» RECORDS FOR THIS TASK
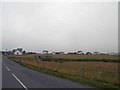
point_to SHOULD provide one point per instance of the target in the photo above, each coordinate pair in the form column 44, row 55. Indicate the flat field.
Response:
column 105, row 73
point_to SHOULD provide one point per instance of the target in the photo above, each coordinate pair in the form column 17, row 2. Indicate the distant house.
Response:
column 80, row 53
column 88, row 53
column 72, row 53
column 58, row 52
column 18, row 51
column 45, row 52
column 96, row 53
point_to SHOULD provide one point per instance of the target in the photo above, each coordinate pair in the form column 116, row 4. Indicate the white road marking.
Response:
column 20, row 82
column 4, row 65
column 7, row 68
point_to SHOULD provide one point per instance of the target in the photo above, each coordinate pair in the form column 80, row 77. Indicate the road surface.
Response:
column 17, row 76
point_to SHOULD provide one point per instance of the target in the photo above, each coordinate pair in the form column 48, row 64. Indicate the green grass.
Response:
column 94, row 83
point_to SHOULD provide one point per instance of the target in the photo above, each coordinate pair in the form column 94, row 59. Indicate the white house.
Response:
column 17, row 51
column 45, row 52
* * *
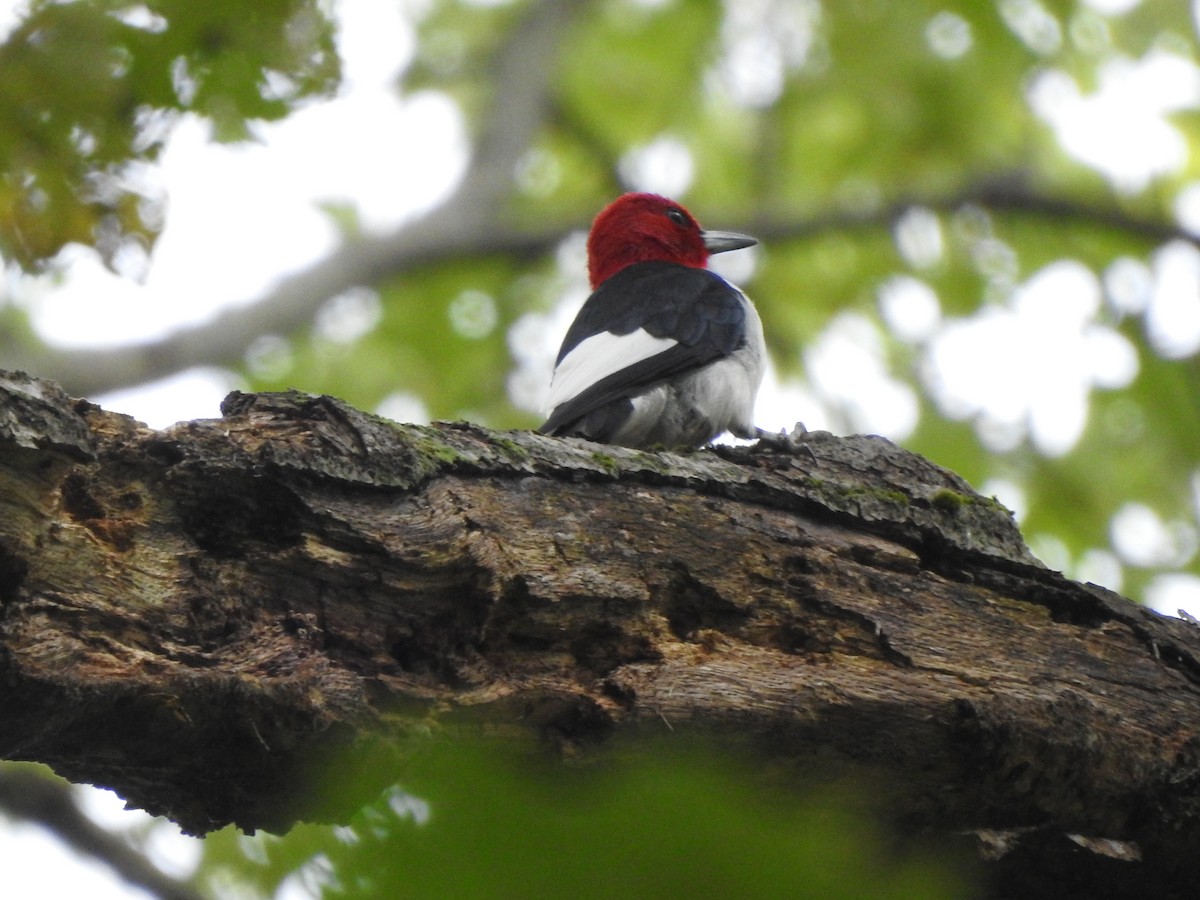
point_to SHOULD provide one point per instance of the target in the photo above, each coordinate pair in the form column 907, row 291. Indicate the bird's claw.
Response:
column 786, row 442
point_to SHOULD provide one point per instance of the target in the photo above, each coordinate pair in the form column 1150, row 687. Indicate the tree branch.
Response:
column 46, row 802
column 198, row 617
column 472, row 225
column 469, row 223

» EXERCISE AIM
Copy out, unchanged, the lines of the items starting with the line that contains "the road surface." and going on through the line that contains "column 94, row 83", both included.

» EXPECTED ANSWER
point_to SHOULD provide one point per instance of the target in the photo above, each coordinate pair in the form column 80, row 77. Indicate the road surface.
Response:
column 17, row 76
point_to SHOULD provide one point per instance of the target in the photo above, each coordinate pair in the form column 48, row 64. Indicate the green grass.
Response:
column 94, row 83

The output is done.